***** INFORMATION SUPPLIED
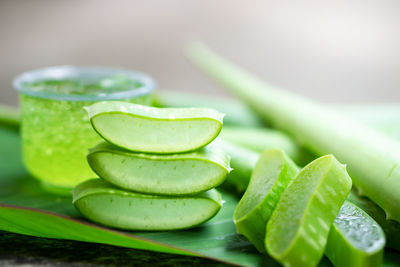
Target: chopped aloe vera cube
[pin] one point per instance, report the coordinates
(298, 229)
(172, 174)
(271, 176)
(355, 239)
(105, 204)
(155, 130)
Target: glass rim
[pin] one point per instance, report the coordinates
(59, 72)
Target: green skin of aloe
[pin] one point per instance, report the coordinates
(272, 174)
(355, 239)
(376, 174)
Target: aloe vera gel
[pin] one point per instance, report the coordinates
(152, 183)
(56, 131)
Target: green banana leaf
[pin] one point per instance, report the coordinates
(26, 209)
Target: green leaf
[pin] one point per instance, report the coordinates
(26, 209)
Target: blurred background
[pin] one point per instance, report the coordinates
(332, 51)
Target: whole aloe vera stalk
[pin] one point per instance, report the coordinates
(373, 159)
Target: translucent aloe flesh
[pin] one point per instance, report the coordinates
(373, 159)
(355, 239)
(103, 203)
(298, 229)
(390, 227)
(271, 176)
(155, 130)
(172, 174)
(242, 161)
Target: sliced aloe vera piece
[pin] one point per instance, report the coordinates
(103, 203)
(299, 226)
(172, 174)
(271, 176)
(155, 130)
(355, 239)
(242, 161)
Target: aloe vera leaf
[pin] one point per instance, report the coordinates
(355, 239)
(9, 116)
(382, 117)
(390, 227)
(103, 203)
(298, 229)
(271, 176)
(237, 113)
(172, 174)
(260, 139)
(155, 130)
(376, 173)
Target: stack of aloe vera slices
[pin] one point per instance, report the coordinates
(297, 216)
(156, 169)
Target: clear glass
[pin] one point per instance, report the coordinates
(56, 132)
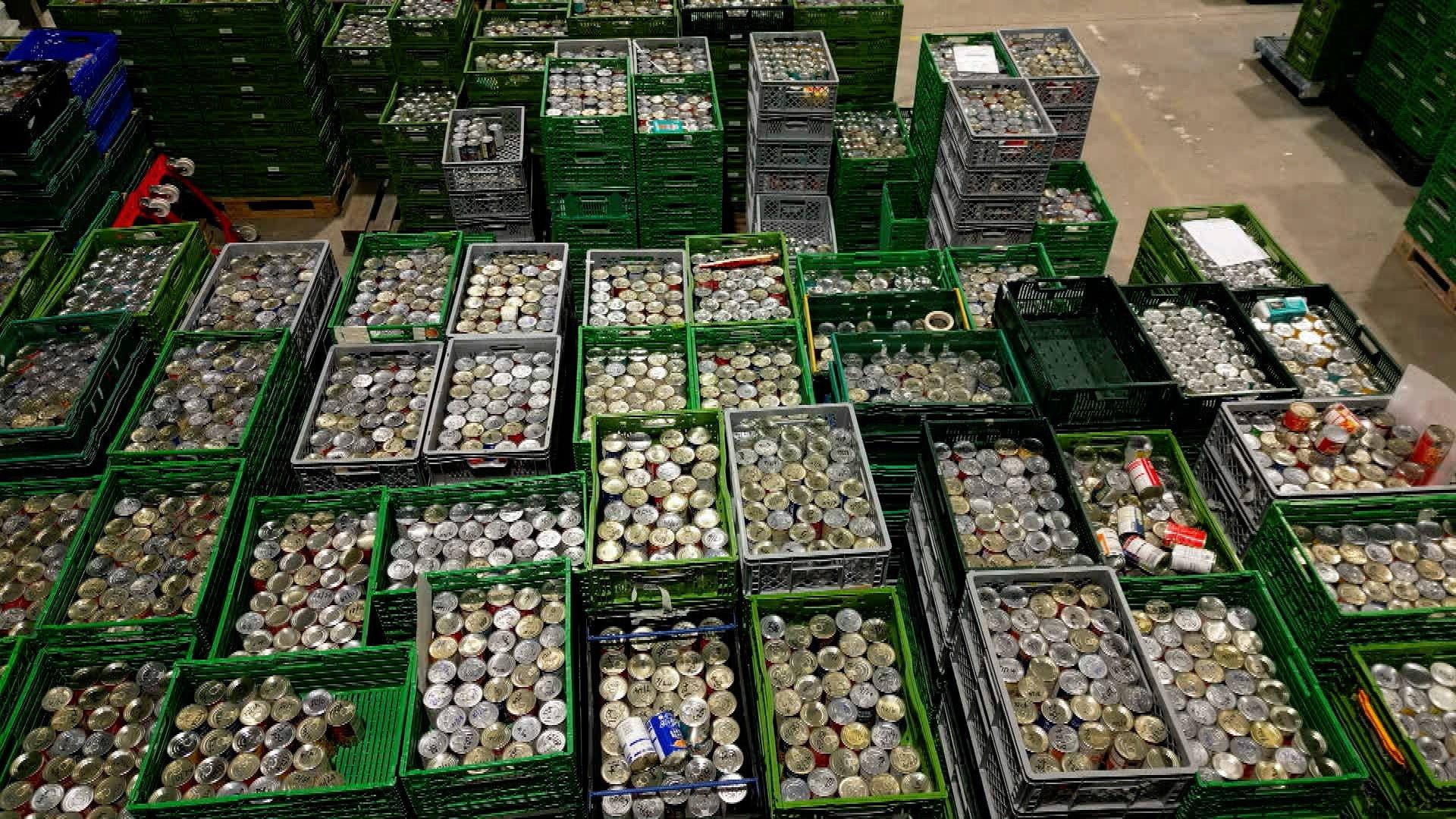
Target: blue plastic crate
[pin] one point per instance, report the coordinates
(66, 46)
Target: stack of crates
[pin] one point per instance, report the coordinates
(862, 165)
(791, 137)
(987, 186)
(1410, 74)
(428, 38)
(485, 172)
(590, 165)
(1331, 37)
(1063, 77)
(362, 66)
(268, 129)
(946, 57)
(414, 126)
(727, 28)
(865, 41)
(680, 165)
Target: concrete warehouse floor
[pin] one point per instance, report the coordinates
(1185, 115)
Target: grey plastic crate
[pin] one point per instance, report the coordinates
(764, 573)
(641, 64)
(455, 466)
(506, 172)
(359, 472)
(1250, 485)
(995, 150)
(601, 259)
(473, 251)
(791, 96)
(1078, 89)
(318, 299)
(1091, 793)
(619, 47)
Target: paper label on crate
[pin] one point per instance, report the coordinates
(976, 58)
(1225, 242)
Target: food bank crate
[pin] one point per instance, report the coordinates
(791, 96)
(378, 681)
(1130, 792)
(324, 283)
(795, 572)
(1324, 795)
(1055, 91)
(503, 172)
(334, 474)
(1194, 414)
(613, 585)
(174, 290)
(457, 465)
(382, 243)
(1085, 359)
(242, 588)
(501, 787)
(136, 480)
(1326, 629)
(392, 605)
(887, 605)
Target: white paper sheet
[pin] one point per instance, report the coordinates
(976, 58)
(1225, 242)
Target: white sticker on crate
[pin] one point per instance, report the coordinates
(976, 58)
(1225, 241)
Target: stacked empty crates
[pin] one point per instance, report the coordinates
(1410, 74)
(864, 39)
(267, 127)
(362, 64)
(587, 156)
(679, 142)
(792, 93)
(727, 27)
(946, 57)
(485, 172)
(996, 145)
(1062, 76)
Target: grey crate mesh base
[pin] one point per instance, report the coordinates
(357, 472)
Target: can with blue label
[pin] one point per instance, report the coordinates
(667, 738)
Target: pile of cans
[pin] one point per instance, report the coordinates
(85, 755)
(1226, 694)
(1141, 512)
(264, 738)
(670, 714)
(497, 675)
(310, 575)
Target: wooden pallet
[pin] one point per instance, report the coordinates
(1427, 268)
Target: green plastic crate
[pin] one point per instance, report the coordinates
(884, 604)
(1082, 241)
(174, 292)
(1326, 632)
(903, 221)
(625, 585)
(394, 610)
(378, 681)
(1181, 268)
(1327, 795)
(381, 243)
(651, 340)
(265, 419)
(134, 480)
(275, 507)
(902, 416)
(504, 787)
(1165, 445)
(1085, 359)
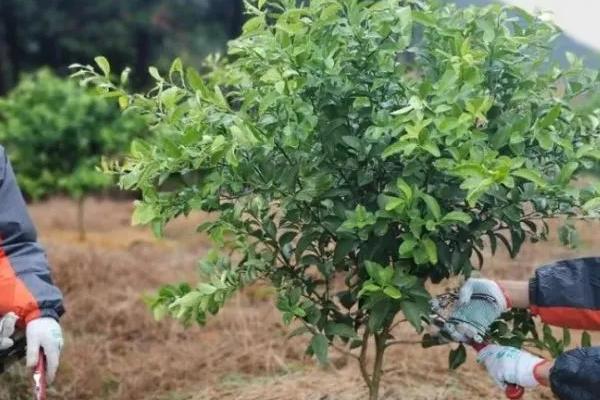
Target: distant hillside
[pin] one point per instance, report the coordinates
(562, 45)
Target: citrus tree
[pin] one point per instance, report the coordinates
(354, 151)
(56, 132)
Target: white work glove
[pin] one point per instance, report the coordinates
(7, 329)
(46, 334)
(509, 365)
(481, 301)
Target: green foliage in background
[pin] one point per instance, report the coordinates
(56, 132)
(354, 151)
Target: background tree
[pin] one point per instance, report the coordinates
(134, 33)
(350, 178)
(55, 133)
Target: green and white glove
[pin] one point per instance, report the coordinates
(7, 329)
(481, 301)
(509, 365)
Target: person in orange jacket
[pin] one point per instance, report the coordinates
(565, 294)
(28, 298)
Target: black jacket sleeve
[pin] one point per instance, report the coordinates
(567, 293)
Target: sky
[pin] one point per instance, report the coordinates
(578, 18)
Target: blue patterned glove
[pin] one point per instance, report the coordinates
(481, 301)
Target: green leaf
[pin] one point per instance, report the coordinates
(407, 247)
(567, 172)
(530, 175)
(592, 205)
(319, 346)
(103, 64)
(392, 292)
(404, 188)
(457, 357)
(432, 205)
(143, 214)
(431, 250)
(413, 311)
(551, 117)
(155, 74)
(457, 216)
(586, 339)
(338, 329)
(379, 312)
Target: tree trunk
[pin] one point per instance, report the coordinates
(10, 47)
(235, 18)
(377, 367)
(80, 218)
(374, 379)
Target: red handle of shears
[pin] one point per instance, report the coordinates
(39, 378)
(512, 392)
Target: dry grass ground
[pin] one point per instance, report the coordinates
(115, 351)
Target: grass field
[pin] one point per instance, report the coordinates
(115, 351)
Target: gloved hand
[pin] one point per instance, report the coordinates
(481, 301)
(510, 365)
(44, 333)
(7, 329)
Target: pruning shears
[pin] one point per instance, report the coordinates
(442, 309)
(39, 378)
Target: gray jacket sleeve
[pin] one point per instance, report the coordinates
(26, 286)
(576, 375)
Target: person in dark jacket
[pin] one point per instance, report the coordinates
(28, 298)
(564, 294)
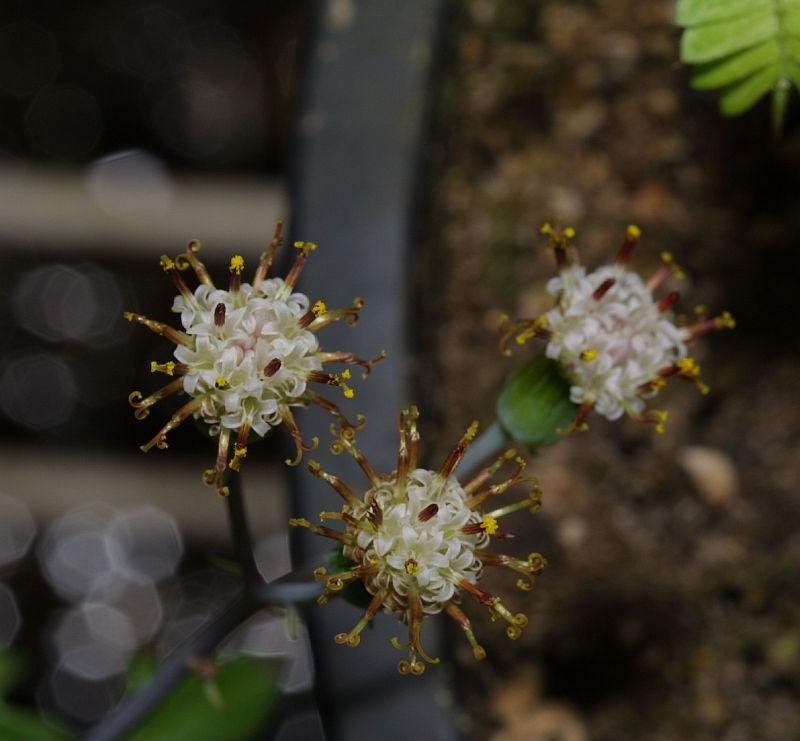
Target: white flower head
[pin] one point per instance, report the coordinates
(418, 540)
(614, 339)
(246, 355)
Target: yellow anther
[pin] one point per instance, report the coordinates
(726, 320)
(168, 367)
(689, 367)
(489, 525)
(660, 417)
(412, 567)
(239, 452)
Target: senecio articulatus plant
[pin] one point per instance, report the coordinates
(418, 539)
(246, 354)
(616, 342)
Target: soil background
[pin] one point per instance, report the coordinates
(671, 605)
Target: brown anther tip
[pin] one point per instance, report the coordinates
(430, 511)
(219, 315)
(273, 367)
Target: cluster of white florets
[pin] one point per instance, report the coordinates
(228, 364)
(431, 556)
(613, 346)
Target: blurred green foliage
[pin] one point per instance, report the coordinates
(239, 700)
(746, 48)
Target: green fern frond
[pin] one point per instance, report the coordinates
(748, 48)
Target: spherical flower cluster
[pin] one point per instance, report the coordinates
(246, 355)
(616, 342)
(418, 540)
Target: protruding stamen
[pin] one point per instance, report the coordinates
(185, 259)
(723, 321)
(515, 622)
(142, 406)
(686, 368)
(456, 455)
(603, 288)
(353, 638)
(533, 503)
(329, 406)
(266, 259)
(213, 476)
(173, 335)
(160, 440)
(559, 243)
(340, 487)
(240, 449)
(345, 440)
(522, 331)
(463, 622)
(272, 367)
(656, 417)
(326, 532)
(350, 314)
(669, 267)
(632, 237)
(483, 476)
(219, 315)
(530, 568)
(297, 437)
(171, 270)
(170, 368)
(428, 512)
(236, 268)
(349, 358)
(498, 489)
(668, 301)
(304, 249)
(590, 354)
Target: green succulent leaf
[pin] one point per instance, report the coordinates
(746, 48)
(234, 706)
(534, 404)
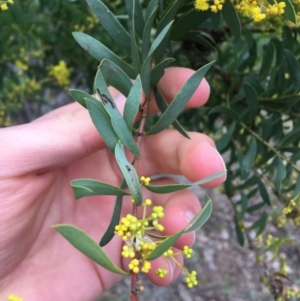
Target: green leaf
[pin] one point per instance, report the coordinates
(252, 100)
(166, 19)
(292, 137)
(147, 34)
(132, 103)
(244, 204)
(89, 187)
(255, 207)
(293, 67)
(239, 232)
(135, 13)
(164, 246)
(263, 191)
(100, 52)
(267, 58)
(162, 104)
(231, 18)
(79, 96)
(175, 187)
(115, 76)
(146, 68)
(180, 100)
(226, 111)
(201, 218)
(216, 20)
(226, 138)
(102, 122)
(289, 12)
(110, 232)
(248, 159)
(260, 224)
(281, 174)
(117, 121)
(86, 245)
(150, 8)
(158, 71)
(189, 20)
(135, 56)
(129, 172)
(111, 24)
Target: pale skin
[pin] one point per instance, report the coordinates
(38, 160)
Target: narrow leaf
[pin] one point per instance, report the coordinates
(102, 123)
(146, 68)
(129, 172)
(100, 52)
(249, 157)
(176, 187)
(79, 96)
(263, 191)
(226, 138)
(147, 34)
(252, 100)
(201, 218)
(164, 246)
(117, 121)
(135, 56)
(135, 13)
(114, 76)
(86, 245)
(150, 8)
(260, 224)
(180, 100)
(110, 232)
(158, 71)
(289, 12)
(162, 104)
(281, 174)
(132, 103)
(231, 18)
(110, 23)
(239, 232)
(89, 187)
(188, 21)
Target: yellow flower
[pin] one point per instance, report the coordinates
(3, 6)
(191, 279)
(134, 265)
(201, 5)
(61, 73)
(14, 298)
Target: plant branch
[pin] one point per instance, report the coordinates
(269, 146)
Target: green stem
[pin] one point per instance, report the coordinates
(273, 149)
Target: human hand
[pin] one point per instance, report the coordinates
(38, 162)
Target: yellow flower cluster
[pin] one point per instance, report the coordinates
(145, 180)
(3, 4)
(187, 251)
(61, 73)
(257, 9)
(14, 298)
(191, 279)
(136, 233)
(288, 209)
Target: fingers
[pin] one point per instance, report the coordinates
(170, 152)
(175, 78)
(67, 135)
(179, 207)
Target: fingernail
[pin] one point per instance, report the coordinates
(171, 265)
(188, 216)
(221, 161)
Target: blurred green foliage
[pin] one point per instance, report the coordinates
(253, 112)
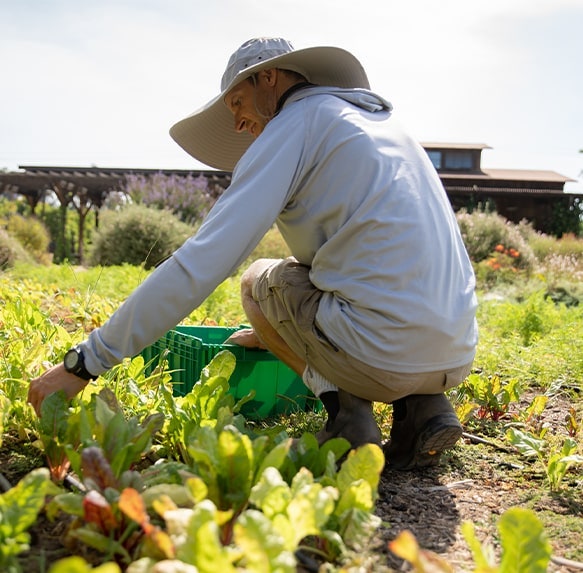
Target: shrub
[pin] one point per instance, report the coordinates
(11, 251)
(137, 235)
(189, 198)
(31, 233)
(485, 234)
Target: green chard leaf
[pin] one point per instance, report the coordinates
(525, 549)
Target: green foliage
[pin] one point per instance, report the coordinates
(489, 395)
(11, 251)
(63, 227)
(483, 232)
(535, 341)
(79, 565)
(525, 548)
(31, 233)
(137, 235)
(566, 216)
(19, 508)
(556, 462)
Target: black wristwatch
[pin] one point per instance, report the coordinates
(75, 364)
**********
Could you repeat, exactly and with nothing else, the lines from the one containing "Target: pale skin" through the last line of the records above, leaving out the pictures?

• [EXPECTED OUTPUT]
Target: pale skin
[pin] one point per instance, report the coordinates
(38, 160)
Target: narrow leaf
[pin] one point per instance, report the coordinates
(102, 123)
(146, 68)
(129, 172)
(100, 52)
(249, 157)
(176, 187)
(79, 96)
(263, 191)
(226, 138)
(147, 34)
(252, 100)
(201, 218)
(164, 246)
(117, 121)
(135, 56)
(135, 13)
(114, 76)
(86, 245)
(150, 8)
(260, 224)
(180, 100)
(110, 232)
(158, 71)
(289, 12)
(162, 104)
(281, 174)
(132, 103)
(231, 18)
(110, 23)
(239, 232)
(89, 187)
(188, 21)
Target: yellow flower
[pin] one point per instance, report the coordinates
(3, 6)
(191, 279)
(134, 265)
(201, 5)
(61, 73)
(14, 298)
Target: plant branch
[pin] one point per instance, report the coordinates
(269, 146)
Target: green stem
[pin] one point per instance, report the coordinates
(273, 149)
Target: human hand
[pin] one point per instance, report the coordinates
(38, 162)
Target: yellow flower cluster
[pin] one point per instance, report the coordinates
(145, 180)
(3, 4)
(187, 251)
(61, 73)
(257, 9)
(14, 298)
(191, 279)
(136, 233)
(288, 209)
Target: fingers
[pin] one point per instance, report the coordinates
(170, 152)
(175, 78)
(67, 135)
(179, 207)
Target: fingernail
[pin] one point per instance, report the coordinates
(171, 265)
(188, 216)
(221, 161)
Target: blurred green foliage
[pin] one point per instance, report the coordinates
(253, 112)
Target: shrub
[pin] one point per instance, report the coordinates
(11, 251)
(137, 235)
(189, 198)
(31, 233)
(485, 234)
Target: green chard leaf
[pin] one point per instance, report the coordinates
(525, 549)
Target: green foliage
[pin] one point per instance, report the coordinates
(489, 395)
(11, 251)
(63, 227)
(483, 232)
(535, 341)
(79, 565)
(525, 548)
(31, 233)
(137, 235)
(566, 216)
(19, 508)
(556, 462)
Target: black wristwatch
[pin] one point per instance, report the coordinates
(75, 364)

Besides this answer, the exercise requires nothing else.